● **TASK PROMPT**: Show each line below that contains the word "white", copied in full.

● **MATERIAL PROVIDED**:
# # #
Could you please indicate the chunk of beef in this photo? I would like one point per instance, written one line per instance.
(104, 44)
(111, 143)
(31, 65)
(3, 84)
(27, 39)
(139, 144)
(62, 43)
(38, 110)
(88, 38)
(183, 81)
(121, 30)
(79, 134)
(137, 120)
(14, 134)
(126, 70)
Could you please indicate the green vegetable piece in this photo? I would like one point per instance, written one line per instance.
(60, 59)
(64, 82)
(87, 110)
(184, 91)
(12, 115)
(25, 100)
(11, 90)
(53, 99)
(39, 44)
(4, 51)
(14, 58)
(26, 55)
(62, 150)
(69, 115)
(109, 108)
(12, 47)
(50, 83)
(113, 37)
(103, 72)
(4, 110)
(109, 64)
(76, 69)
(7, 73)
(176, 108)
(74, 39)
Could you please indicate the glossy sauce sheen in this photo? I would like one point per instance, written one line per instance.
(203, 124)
# # #
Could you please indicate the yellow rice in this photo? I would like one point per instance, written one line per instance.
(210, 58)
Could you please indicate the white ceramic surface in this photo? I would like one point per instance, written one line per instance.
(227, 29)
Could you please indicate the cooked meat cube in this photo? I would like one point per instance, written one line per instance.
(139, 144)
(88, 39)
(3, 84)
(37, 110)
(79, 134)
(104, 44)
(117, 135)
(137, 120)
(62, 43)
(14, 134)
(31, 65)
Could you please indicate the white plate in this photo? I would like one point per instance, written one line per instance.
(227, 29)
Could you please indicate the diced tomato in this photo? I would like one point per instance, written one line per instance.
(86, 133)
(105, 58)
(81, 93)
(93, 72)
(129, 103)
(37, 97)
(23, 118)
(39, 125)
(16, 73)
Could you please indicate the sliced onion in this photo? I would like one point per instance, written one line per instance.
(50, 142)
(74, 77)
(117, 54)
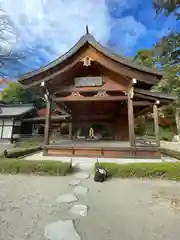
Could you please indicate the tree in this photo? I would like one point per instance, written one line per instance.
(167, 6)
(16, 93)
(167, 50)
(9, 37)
# # #
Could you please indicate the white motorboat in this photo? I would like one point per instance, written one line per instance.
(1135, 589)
# # #
● **EXPECTED OUTPUT**:
Could you please indicate the white ceramic surface in this photo? I would like one point per instance, written one line per instance.
Could you please indicate the white plate in this photo? I would like one point per instance, written one line per instance.
Could you please indicate the white motorboat in this photo? I would like one point per instance, written one line per instance.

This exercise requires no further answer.